:: WORK TO COMPLETE ::
Go through the material below and return each line with the string "dark" in it.

:: RECORDS SUPPLIED ::
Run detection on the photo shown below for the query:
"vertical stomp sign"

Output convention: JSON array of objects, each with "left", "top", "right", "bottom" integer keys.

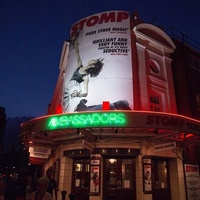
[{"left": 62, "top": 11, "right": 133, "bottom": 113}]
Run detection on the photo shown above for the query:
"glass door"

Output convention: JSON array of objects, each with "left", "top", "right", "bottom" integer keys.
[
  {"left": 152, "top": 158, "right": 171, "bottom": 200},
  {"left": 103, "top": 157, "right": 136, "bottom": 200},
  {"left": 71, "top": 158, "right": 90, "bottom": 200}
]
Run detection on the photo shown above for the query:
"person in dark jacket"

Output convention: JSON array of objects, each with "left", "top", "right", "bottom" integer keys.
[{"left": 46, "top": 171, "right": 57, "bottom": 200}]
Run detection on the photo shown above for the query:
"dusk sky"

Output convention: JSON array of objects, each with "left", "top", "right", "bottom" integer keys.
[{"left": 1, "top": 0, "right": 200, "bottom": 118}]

---

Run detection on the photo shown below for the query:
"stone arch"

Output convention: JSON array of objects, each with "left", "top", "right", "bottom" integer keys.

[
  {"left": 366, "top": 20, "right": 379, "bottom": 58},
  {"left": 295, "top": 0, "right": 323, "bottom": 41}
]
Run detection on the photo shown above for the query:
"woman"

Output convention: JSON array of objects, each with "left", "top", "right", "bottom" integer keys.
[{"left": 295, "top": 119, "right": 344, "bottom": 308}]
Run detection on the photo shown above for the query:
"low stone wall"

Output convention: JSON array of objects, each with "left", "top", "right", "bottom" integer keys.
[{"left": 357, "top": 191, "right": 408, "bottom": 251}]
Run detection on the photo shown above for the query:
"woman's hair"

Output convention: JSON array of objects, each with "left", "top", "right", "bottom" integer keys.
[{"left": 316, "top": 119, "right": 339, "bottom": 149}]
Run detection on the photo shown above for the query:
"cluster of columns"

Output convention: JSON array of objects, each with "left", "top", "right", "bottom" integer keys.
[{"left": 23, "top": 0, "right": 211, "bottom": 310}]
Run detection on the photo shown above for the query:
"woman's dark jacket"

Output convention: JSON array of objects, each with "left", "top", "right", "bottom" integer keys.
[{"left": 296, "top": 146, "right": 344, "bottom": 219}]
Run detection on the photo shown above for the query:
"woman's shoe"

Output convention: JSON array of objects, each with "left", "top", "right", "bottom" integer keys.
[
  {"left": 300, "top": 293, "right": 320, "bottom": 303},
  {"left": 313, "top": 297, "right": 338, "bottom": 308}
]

:: OUTPUT FOR THIS TASK ::
"person in dark jacket"
"woman's dark jacket"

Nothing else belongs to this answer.